◆ Aim 1 ◆
Show every line of the listing below that contains the word "house", copying each such line in full.
BEGIN Source passage
Search code examples
powerbipowerquerydata-cleaning

How to clean location data in power bi


I've currently got two tables. I have one table with a list of locations as such:

Zagreb (Croatia)

Seattle, WA, USA

New York City, NY

Kazakhstan, Almaty

I also have a master list of 200k cities that looks as such:

Zagreb | Croatia

Seattle | USA

New York City | USA

Almaty | Kazakhstan

The output I want is to add a new column to the first table as below:

Zagreb (Croatia) | Croatia

Seattle, WA, USA | USA

New York City, NY | USA

Kazakhstan, Almaty | Kazakhstan

This updated from a live source that I can't control the data quality from so any solution must be dynamic.

Any ideas appreciated!


Solution

  • One possible approach would be to add a custom column to the first table that searches the string for any cities that appear in the second table City column.

     = Table.AddColumn(#"Changed Type", "City",
           (L) => List.Select(Cities[City], each Text.Contains(L[Location], _)))
    

    This gives a list of matching cities. Expand that list to get the following:

    Cities

    You can then merge with the Cities table (matching on the City columns from each table) to pull over the Country column.
END Source passage
◆ Aim 2 ◆
How many cities does the master list hold in the thread on cleaning location data in Power BI?
BEGIN Task inputs
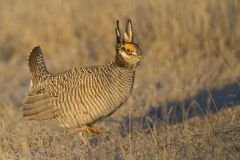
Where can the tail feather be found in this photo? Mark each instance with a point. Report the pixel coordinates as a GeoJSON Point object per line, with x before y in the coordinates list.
{"type": "Point", "coordinates": [36, 62]}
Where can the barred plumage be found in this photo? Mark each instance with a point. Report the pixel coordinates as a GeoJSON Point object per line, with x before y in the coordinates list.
{"type": "Point", "coordinates": [82, 96]}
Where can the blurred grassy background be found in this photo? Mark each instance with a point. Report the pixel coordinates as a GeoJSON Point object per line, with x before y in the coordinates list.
{"type": "Point", "coordinates": [191, 53]}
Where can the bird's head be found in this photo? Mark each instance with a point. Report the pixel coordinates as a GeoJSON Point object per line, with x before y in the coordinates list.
{"type": "Point", "coordinates": [128, 52]}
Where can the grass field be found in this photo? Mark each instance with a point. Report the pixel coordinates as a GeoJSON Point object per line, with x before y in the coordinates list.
{"type": "Point", "coordinates": [186, 98]}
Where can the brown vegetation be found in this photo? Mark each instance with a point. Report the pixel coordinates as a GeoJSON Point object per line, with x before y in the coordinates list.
{"type": "Point", "coordinates": [190, 68]}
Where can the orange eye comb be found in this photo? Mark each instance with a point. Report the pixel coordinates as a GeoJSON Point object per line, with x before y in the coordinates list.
{"type": "Point", "coordinates": [129, 46]}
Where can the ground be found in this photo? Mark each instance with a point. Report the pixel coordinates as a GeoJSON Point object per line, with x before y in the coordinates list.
{"type": "Point", "coordinates": [185, 101]}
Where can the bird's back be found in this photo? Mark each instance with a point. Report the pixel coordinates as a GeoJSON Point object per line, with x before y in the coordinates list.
{"type": "Point", "coordinates": [77, 97]}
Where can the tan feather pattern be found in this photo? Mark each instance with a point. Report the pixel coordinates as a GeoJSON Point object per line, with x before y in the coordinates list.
{"type": "Point", "coordinates": [80, 96]}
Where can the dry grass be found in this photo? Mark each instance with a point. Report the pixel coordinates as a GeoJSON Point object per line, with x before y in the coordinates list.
{"type": "Point", "coordinates": [191, 66]}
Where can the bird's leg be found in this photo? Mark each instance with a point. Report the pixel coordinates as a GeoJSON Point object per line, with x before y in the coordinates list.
{"type": "Point", "coordinates": [92, 130]}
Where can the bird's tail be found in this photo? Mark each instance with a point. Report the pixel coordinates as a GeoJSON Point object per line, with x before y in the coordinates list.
{"type": "Point", "coordinates": [36, 63]}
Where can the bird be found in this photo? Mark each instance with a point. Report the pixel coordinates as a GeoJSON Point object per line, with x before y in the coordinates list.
{"type": "Point", "coordinates": [81, 97]}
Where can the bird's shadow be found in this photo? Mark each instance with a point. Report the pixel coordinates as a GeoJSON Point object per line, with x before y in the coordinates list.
{"type": "Point", "coordinates": [207, 101]}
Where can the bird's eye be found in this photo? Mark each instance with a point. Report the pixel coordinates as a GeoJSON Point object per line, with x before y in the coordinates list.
{"type": "Point", "coordinates": [128, 50]}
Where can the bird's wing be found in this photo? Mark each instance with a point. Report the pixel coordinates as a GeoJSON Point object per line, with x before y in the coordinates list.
{"type": "Point", "coordinates": [40, 107]}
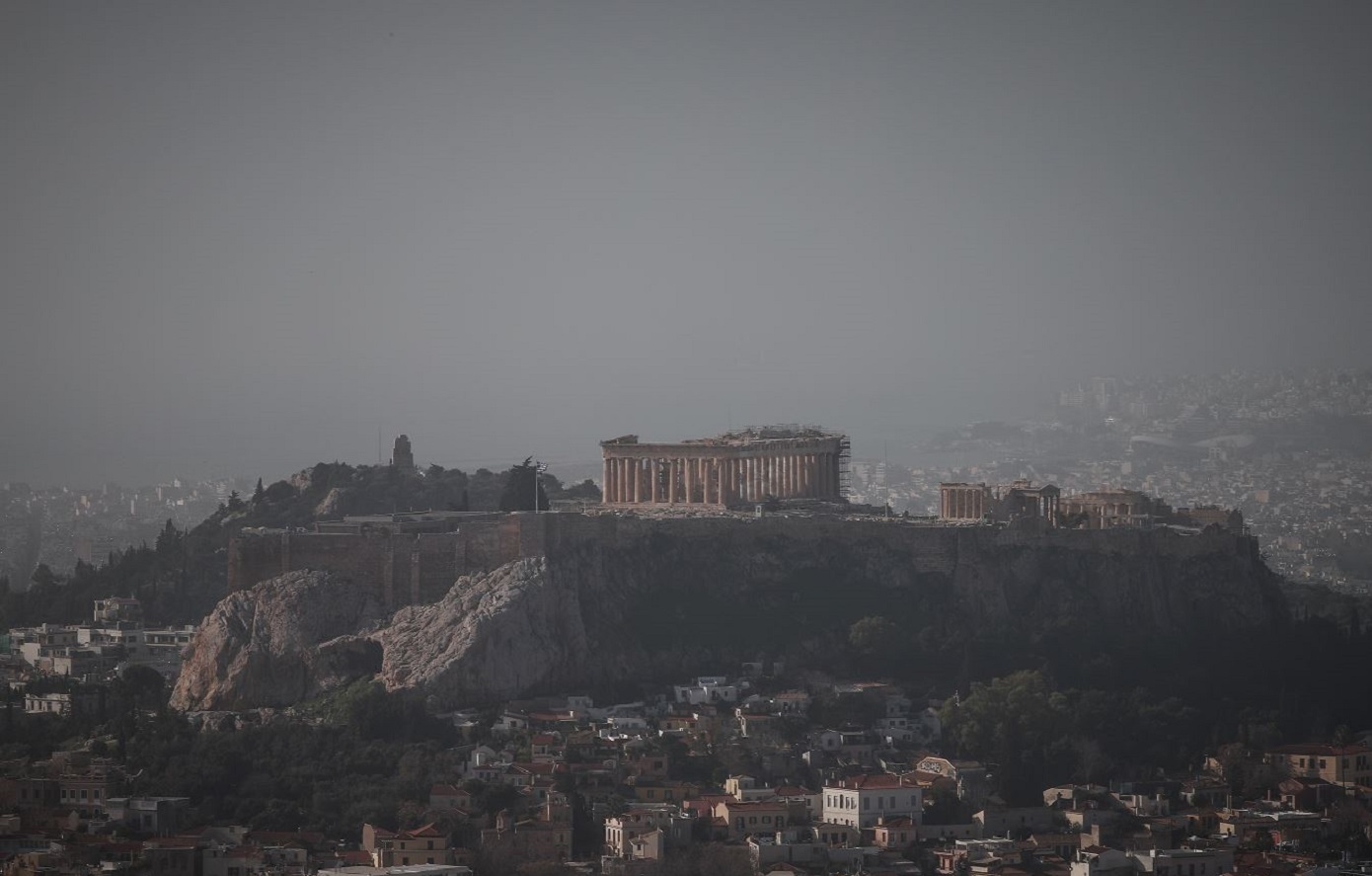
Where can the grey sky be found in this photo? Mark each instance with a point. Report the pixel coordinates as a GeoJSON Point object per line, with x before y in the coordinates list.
{"type": "Point", "coordinates": [240, 236]}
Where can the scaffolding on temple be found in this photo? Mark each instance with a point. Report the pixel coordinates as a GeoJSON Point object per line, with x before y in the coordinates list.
{"type": "Point", "coordinates": [845, 454]}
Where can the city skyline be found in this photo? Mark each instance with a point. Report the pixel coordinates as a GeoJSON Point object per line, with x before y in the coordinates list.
{"type": "Point", "coordinates": [240, 239]}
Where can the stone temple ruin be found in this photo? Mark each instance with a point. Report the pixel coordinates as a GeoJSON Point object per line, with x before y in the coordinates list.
{"type": "Point", "coordinates": [734, 468]}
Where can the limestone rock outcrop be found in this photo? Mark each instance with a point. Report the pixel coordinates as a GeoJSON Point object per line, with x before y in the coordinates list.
{"type": "Point", "coordinates": [277, 643]}
{"type": "Point", "coordinates": [611, 600]}
{"type": "Point", "coordinates": [493, 636]}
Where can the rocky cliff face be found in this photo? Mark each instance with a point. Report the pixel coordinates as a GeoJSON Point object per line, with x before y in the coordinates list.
{"type": "Point", "coordinates": [623, 598]}
{"type": "Point", "coordinates": [277, 643]}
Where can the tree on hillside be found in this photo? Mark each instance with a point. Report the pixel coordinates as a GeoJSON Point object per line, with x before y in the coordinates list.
{"type": "Point", "coordinates": [519, 488]}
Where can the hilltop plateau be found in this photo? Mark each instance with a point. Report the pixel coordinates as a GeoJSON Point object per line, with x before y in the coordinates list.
{"type": "Point", "coordinates": [607, 601]}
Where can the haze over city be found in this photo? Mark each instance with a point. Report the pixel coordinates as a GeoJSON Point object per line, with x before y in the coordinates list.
{"type": "Point", "coordinates": [243, 238]}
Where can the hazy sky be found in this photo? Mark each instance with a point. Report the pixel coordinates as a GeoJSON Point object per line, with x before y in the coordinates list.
{"type": "Point", "coordinates": [239, 238]}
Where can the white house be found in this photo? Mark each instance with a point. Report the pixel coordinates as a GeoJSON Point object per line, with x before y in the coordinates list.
{"type": "Point", "coordinates": [864, 799]}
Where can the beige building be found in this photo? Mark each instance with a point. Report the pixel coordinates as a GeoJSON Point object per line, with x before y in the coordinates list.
{"type": "Point", "coordinates": [732, 468]}
{"type": "Point", "coordinates": [424, 844]}
{"type": "Point", "coordinates": [1340, 765]}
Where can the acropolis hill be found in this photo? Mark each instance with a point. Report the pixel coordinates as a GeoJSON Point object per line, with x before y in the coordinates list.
{"type": "Point", "coordinates": [582, 600]}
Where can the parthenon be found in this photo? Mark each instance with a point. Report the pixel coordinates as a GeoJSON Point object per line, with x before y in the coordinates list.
{"type": "Point", "coordinates": [732, 468]}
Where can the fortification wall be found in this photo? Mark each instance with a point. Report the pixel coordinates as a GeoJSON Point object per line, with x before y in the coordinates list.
{"type": "Point", "coordinates": [419, 569]}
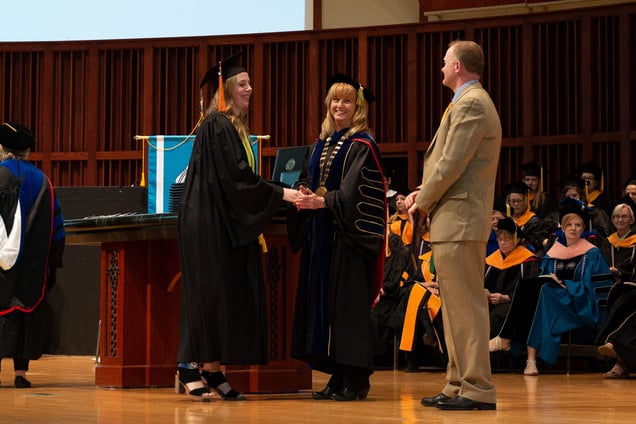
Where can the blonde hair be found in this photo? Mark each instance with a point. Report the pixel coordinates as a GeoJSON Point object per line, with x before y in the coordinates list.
{"type": "Point", "coordinates": [359, 122]}
{"type": "Point", "coordinates": [619, 207]}
{"type": "Point", "coordinates": [239, 122]}
{"type": "Point", "coordinates": [569, 217]}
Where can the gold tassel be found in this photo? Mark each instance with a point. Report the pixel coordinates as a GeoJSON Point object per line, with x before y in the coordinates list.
{"type": "Point", "coordinates": [262, 242]}
{"type": "Point", "coordinates": [360, 99]}
{"type": "Point", "coordinates": [222, 107]}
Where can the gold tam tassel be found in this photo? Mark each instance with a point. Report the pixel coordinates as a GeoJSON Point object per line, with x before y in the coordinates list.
{"type": "Point", "coordinates": [360, 99]}
{"type": "Point", "coordinates": [262, 242]}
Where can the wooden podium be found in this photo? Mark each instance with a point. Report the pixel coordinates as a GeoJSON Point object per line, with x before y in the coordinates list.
{"type": "Point", "coordinates": [140, 299]}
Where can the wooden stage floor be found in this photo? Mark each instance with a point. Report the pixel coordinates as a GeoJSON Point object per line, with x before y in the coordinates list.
{"type": "Point", "coordinates": [64, 392]}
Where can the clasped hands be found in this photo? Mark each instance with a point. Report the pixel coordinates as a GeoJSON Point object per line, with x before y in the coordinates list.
{"type": "Point", "coordinates": [303, 198]}
{"type": "Point", "coordinates": [414, 213]}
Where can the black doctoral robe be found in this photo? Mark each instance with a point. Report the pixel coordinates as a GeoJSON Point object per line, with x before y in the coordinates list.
{"type": "Point", "coordinates": [23, 287]}
{"type": "Point", "coordinates": [225, 206]}
{"type": "Point", "coordinates": [342, 258]}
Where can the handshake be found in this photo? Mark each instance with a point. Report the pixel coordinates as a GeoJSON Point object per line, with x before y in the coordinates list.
{"type": "Point", "coordinates": [303, 198]}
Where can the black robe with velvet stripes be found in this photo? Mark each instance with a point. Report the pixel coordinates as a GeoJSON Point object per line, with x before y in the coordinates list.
{"type": "Point", "coordinates": [23, 286]}
{"type": "Point", "coordinates": [224, 208]}
{"type": "Point", "coordinates": [342, 257]}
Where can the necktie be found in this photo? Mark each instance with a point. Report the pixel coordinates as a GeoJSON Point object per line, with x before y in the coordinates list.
{"type": "Point", "coordinates": [446, 111]}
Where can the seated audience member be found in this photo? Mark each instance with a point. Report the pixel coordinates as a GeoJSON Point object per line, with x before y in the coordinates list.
{"type": "Point", "coordinates": [399, 222]}
{"type": "Point", "coordinates": [568, 300]}
{"type": "Point", "coordinates": [619, 330]}
{"type": "Point", "coordinates": [597, 228]}
{"type": "Point", "coordinates": [504, 269]}
{"type": "Point", "coordinates": [629, 195]}
{"type": "Point", "coordinates": [540, 202]}
{"type": "Point", "coordinates": [592, 175]}
{"type": "Point", "coordinates": [629, 190]}
{"type": "Point", "coordinates": [497, 214]}
{"type": "Point", "coordinates": [399, 266]}
{"type": "Point", "coordinates": [417, 318]}
{"type": "Point", "coordinates": [518, 209]}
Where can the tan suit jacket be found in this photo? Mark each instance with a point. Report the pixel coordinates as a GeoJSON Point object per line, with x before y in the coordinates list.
{"type": "Point", "coordinates": [460, 167]}
{"type": "Point", "coordinates": [457, 192]}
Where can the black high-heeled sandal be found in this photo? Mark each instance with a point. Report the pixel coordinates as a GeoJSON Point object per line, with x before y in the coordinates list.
{"type": "Point", "coordinates": [21, 382]}
{"type": "Point", "coordinates": [189, 381]}
{"type": "Point", "coordinates": [347, 394]}
{"type": "Point", "coordinates": [218, 382]}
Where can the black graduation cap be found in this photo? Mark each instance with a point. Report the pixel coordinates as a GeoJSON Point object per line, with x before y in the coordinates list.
{"type": "Point", "coordinates": [340, 77]}
{"type": "Point", "coordinates": [229, 67]}
{"type": "Point", "coordinates": [507, 224]}
{"type": "Point", "coordinates": [590, 168]}
{"type": "Point", "coordinates": [572, 181]}
{"type": "Point", "coordinates": [569, 205]}
{"type": "Point", "coordinates": [532, 169]}
{"type": "Point", "coordinates": [16, 136]}
{"type": "Point", "coordinates": [517, 187]}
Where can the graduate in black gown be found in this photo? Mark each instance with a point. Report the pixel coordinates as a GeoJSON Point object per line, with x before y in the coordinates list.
{"type": "Point", "coordinates": [31, 248]}
{"type": "Point", "coordinates": [224, 209]}
{"type": "Point", "coordinates": [343, 212]}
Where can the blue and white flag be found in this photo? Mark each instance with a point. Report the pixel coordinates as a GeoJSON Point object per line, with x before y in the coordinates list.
{"type": "Point", "coordinates": [168, 158]}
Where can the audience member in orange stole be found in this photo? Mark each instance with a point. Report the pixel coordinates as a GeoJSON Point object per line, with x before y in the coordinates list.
{"type": "Point", "coordinates": [619, 330]}
{"type": "Point", "coordinates": [399, 222]}
{"type": "Point", "coordinates": [343, 205]}
{"type": "Point", "coordinates": [592, 175]}
{"type": "Point", "coordinates": [596, 229]}
{"type": "Point", "coordinates": [518, 208]}
{"type": "Point", "coordinates": [568, 300]}
{"type": "Point", "coordinates": [31, 246]}
{"type": "Point", "coordinates": [457, 192]}
{"type": "Point", "coordinates": [505, 268]}
{"type": "Point", "coordinates": [540, 202]}
{"type": "Point", "coordinates": [224, 209]}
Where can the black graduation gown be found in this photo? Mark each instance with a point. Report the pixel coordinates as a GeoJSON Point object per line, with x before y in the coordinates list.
{"type": "Point", "coordinates": [342, 259]}
{"type": "Point", "coordinates": [225, 206]}
{"type": "Point", "coordinates": [24, 286]}
{"type": "Point", "coordinates": [502, 276]}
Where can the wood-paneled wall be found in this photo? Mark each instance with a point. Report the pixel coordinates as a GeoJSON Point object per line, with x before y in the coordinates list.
{"type": "Point", "coordinates": [561, 82]}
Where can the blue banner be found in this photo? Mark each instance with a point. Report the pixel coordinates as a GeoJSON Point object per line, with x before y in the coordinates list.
{"type": "Point", "coordinates": [168, 158]}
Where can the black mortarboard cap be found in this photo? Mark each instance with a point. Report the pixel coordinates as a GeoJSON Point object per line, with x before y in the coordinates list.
{"type": "Point", "coordinates": [340, 77]}
{"type": "Point", "coordinates": [531, 169]}
{"type": "Point", "coordinates": [569, 205]}
{"type": "Point", "coordinates": [16, 136]}
{"type": "Point", "coordinates": [517, 187]}
{"type": "Point", "coordinates": [229, 67]}
{"type": "Point", "coordinates": [572, 181]}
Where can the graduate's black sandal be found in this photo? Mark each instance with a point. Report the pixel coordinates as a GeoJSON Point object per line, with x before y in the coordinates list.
{"type": "Point", "coordinates": [189, 381]}
{"type": "Point", "coordinates": [216, 380]}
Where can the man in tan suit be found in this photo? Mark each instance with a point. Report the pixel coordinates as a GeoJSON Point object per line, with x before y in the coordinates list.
{"type": "Point", "coordinates": [457, 193]}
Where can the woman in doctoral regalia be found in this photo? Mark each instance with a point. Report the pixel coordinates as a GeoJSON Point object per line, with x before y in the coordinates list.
{"type": "Point", "coordinates": [224, 209]}
{"type": "Point", "coordinates": [341, 220]}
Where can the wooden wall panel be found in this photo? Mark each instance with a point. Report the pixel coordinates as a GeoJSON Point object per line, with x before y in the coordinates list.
{"type": "Point", "coordinates": [561, 82]}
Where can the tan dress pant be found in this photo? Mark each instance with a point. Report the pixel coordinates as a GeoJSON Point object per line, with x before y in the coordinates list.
{"type": "Point", "coordinates": [460, 270]}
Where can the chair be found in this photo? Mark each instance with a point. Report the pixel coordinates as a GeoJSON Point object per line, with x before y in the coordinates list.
{"type": "Point", "coordinates": [602, 283]}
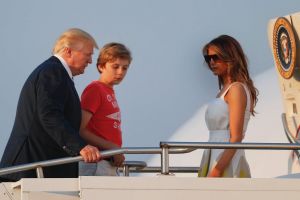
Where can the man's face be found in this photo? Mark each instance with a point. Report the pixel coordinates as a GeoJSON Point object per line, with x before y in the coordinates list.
{"type": "Point", "coordinates": [81, 58]}
{"type": "Point", "coordinates": [112, 73]}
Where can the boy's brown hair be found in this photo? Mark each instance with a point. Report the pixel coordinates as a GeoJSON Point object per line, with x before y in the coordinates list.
{"type": "Point", "coordinates": [111, 52]}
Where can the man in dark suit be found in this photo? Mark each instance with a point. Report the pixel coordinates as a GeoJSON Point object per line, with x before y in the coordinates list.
{"type": "Point", "coordinates": [48, 114]}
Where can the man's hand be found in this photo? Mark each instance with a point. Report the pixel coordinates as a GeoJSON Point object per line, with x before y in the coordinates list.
{"type": "Point", "coordinates": [118, 160]}
{"type": "Point", "coordinates": [90, 154]}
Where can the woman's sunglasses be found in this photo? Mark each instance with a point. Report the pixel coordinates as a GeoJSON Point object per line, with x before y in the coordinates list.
{"type": "Point", "coordinates": [213, 57]}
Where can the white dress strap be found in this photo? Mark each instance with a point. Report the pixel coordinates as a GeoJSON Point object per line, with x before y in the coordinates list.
{"type": "Point", "coordinates": [245, 88]}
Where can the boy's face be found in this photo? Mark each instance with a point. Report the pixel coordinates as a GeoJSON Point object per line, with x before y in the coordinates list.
{"type": "Point", "coordinates": [112, 73]}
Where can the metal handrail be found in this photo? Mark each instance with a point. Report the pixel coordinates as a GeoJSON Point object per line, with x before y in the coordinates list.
{"type": "Point", "coordinates": [288, 133]}
{"type": "Point", "coordinates": [108, 153]}
{"type": "Point", "coordinates": [165, 149]}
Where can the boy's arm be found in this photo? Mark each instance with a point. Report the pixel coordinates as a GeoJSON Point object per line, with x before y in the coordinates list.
{"type": "Point", "coordinates": [97, 141]}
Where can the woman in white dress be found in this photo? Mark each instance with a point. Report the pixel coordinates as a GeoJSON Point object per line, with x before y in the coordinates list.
{"type": "Point", "coordinates": [228, 114]}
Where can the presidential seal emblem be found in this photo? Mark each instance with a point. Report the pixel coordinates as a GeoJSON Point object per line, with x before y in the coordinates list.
{"type": "Point", "coordinates": [284, 47]}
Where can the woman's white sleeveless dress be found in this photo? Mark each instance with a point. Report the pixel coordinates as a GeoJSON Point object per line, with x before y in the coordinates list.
{"type": "Point", "coordinates": [217, 121]}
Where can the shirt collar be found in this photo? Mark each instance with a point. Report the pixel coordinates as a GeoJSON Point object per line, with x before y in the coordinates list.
{"type": "Point", "coordinates": [64, 63]}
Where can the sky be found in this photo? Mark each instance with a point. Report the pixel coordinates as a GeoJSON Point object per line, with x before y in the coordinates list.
{"type": "Point", "coordinates": [167, 83]}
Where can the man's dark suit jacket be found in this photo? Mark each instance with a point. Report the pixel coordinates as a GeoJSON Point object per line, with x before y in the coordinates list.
{"type": "Point", "coordinates": [47, 123]}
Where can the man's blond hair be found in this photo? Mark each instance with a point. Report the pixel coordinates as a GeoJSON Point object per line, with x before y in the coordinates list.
{"type": "Point", "coordinates": [73, 38]}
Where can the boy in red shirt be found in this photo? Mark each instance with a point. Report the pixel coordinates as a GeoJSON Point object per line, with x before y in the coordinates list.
{"type": "Point", "coordinates": [101, 117]}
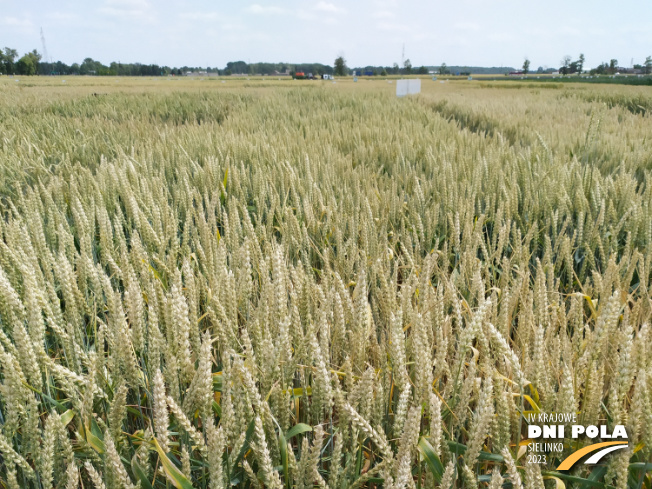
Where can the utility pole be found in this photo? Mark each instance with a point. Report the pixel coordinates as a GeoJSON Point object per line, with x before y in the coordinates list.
{"type": "Point", "coordinates": [45, 49]}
END Task inputs
◆ Worked solution 1 ◆
Where can the white house be found in this photo? Mark each instance with a point. Report the pixel coordinates as a GeoJSON Point object per line, with x before y in the coordinates list.

◆ Worked solution 2 ◆
200k cities.